GESELECTEERD FRAGMENT =
* * * * *

In deze zaak heeft het Gerechtshof Amsterdam op 3 maart 2021 uitspraak gedaan in hoger beroep tegen een vonnis van de rechtbank Amsterdam. De zaak betreft de ontneming van wederrechtelijk verkregen voordeel van een veroordeelde die betrokken was bij een criminele organisatie en witwassen. De veroordeelde was eerder veroordeeld voor deelname aan een criminele organisatie en het medeplegen van witwassen, waarbij het wederrechtelijk verkregen voordeel was vastgesteld op € 510.437,54. Het openbaar ministerie had in eerste aanleg een vordering ingediend tot betaling van € 43.908.994,00, maar deze werd later gewijzigd naar € 584.366,00. In hoger beroep heeft de advocaat-generaal het wederrechtelijk verkregen voordeel geschat op € 764.767,00.
Het hof heeft vastgesteld dat de feiten waarvoor de ontneming wordt gevorderd, zich hebben voorgedaan voor 1 juli 2011, waardoor artikel 36e (oud) van het Wetboek van Strafrecht van toepassing is. Het hof oordeelt dat de veroordeelde wederrechtelijk voordeel heeft verkregen door zijn betrokkenheid bij de criminele organisatie. Het hof heeft de rol van de veroordeelde in de organisatie en de verdeling van het verkregen voordeel geanalyseerd. Uiteindelijk heeft het hof het wederrechtelijk verkregen voordeel geschat op € 279.585,80, na aftrek van bepaalde kosten.
De betalingsverplichting aan de Staat is gematigd tot € 245.000,00, rekening houdend met de overschrijding van de redelijke termijn in de procedure. Het hof heeft het vonnis van de rechtbank vernietigd en opnieuw recht gedaan, waarbij de verplichting tot betaling aan de Staat is opgelegd. De beslissing is genomen door de meervoudige strafkamer van het gerechtshof, met inachtneming van de relevante wetgeving en de feiten van de zaak.

* * * * *

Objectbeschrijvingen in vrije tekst
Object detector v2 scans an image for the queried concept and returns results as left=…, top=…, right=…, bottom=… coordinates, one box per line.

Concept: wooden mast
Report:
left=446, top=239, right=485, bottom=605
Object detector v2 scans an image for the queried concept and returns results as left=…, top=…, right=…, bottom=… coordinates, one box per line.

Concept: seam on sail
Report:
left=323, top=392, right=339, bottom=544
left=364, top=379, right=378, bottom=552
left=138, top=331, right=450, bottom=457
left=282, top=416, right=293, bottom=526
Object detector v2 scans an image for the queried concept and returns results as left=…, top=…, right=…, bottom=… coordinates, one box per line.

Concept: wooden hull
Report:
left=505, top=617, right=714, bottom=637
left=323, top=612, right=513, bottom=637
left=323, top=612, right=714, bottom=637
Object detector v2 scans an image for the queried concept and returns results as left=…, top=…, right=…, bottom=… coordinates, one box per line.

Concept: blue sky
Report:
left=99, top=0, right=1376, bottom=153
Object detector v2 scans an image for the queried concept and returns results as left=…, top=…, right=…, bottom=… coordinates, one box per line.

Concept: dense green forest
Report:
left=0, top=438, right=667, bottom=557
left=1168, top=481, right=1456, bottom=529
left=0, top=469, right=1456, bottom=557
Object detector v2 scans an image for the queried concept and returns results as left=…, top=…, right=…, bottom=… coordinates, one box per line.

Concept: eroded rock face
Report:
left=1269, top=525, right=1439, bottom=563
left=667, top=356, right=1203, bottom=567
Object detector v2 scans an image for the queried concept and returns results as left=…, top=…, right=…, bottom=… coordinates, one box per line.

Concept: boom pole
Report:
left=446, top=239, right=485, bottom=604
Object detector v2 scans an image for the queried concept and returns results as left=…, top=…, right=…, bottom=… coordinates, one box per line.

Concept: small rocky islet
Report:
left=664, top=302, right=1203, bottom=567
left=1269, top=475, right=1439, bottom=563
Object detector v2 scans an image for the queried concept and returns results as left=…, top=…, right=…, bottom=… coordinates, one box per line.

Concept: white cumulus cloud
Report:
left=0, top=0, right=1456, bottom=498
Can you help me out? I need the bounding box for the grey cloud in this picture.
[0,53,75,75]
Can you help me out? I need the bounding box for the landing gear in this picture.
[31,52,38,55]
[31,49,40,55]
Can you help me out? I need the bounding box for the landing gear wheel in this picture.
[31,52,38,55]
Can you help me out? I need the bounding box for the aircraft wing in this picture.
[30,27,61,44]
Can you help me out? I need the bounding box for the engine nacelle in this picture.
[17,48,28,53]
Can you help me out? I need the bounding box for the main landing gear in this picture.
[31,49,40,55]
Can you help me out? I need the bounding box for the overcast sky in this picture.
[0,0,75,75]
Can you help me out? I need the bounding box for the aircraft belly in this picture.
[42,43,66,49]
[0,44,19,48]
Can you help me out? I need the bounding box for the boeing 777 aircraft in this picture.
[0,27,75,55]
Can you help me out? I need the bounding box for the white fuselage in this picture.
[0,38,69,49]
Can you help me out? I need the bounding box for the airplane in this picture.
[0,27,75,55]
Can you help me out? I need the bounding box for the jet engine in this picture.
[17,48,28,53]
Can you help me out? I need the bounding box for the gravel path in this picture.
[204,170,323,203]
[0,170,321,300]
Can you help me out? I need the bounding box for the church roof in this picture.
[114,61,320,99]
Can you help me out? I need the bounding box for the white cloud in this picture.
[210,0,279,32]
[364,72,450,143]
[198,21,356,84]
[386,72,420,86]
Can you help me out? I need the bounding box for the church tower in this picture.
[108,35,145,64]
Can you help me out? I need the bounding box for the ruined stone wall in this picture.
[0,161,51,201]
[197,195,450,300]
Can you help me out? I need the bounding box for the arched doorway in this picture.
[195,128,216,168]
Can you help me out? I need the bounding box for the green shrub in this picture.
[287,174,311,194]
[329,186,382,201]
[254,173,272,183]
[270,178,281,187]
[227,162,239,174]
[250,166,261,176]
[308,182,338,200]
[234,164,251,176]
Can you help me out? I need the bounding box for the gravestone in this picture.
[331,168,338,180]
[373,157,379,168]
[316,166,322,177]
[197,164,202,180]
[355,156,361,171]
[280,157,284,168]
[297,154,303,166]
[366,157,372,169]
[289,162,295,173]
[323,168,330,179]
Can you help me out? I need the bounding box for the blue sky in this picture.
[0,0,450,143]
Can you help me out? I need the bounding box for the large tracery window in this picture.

* * * * *

OPDRACHT = Noem alle geldbedragen in euro die het fragment over de ontnemingszaak bevat.

UITWERKING =
- € 510.437,54
- € 43.908.994,00
- € 584.366,00
- € 764.767,00
- € 279.585,80
- € 245.000,00